Your goal
Pick out every line of the data below that contains the word "target", and copy each of those lines.

[Dataset records start]

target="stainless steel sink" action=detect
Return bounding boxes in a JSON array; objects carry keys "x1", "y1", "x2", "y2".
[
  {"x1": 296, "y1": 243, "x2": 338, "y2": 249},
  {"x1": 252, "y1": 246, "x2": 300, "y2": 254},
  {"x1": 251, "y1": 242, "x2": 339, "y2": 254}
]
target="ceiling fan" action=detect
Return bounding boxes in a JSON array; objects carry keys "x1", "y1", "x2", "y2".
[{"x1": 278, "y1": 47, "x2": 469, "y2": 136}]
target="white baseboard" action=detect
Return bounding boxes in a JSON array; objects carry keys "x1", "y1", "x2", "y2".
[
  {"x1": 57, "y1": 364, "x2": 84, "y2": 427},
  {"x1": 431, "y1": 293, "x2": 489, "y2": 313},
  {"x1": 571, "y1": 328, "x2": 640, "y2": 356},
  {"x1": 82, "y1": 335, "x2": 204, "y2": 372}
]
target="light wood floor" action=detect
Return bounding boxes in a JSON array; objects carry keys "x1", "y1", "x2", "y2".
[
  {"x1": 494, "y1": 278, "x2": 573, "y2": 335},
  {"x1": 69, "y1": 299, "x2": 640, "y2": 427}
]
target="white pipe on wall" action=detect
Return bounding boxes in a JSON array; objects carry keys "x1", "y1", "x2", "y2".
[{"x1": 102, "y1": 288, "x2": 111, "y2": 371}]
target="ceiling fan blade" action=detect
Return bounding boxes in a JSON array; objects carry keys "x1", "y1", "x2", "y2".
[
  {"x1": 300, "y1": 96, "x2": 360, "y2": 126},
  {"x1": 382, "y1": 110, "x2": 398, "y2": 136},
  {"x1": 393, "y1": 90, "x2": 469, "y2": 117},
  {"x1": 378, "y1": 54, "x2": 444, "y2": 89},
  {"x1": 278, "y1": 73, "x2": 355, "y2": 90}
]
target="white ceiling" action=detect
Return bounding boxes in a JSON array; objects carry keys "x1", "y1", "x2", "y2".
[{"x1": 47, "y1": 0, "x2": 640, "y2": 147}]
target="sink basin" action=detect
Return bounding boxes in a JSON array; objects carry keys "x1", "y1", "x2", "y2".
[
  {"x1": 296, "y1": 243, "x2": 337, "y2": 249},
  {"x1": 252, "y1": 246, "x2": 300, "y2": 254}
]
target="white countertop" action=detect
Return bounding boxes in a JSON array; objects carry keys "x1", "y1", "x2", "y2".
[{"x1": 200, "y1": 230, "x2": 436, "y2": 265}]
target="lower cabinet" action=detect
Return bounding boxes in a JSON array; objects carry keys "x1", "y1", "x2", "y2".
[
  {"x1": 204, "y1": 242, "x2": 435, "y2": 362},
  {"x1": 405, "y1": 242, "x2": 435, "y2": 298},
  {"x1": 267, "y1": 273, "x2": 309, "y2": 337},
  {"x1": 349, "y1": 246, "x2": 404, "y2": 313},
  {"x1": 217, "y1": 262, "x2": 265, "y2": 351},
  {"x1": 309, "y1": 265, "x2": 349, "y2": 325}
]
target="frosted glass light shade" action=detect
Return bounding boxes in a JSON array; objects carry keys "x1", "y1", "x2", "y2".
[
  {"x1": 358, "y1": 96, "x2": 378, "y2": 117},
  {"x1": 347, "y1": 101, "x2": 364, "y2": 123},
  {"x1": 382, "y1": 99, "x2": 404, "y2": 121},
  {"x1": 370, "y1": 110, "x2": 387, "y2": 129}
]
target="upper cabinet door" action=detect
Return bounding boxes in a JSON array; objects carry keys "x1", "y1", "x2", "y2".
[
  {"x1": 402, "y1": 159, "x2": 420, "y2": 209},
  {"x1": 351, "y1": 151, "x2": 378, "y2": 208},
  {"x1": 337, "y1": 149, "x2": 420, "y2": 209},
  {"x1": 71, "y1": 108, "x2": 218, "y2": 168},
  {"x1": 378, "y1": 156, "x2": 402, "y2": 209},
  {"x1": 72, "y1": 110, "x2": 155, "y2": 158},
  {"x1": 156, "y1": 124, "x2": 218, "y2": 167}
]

[Dataset records end]

Response below
target="stainless steel sink" action=detect
target="ceiling fan" action=detect
target="white baseboard" action=detect
target="light wood floor" action=detect
target="white pipe on wall" action=detect
target="ceiling fan blade" action=detect
target="white ceiling" action=detect
target="sink basin" action=detect
target="white countertop" action=detect
target="lower cabinet" action=detect
target="frosted glass light shade" action=detect
target="upper cabinet door" action=detect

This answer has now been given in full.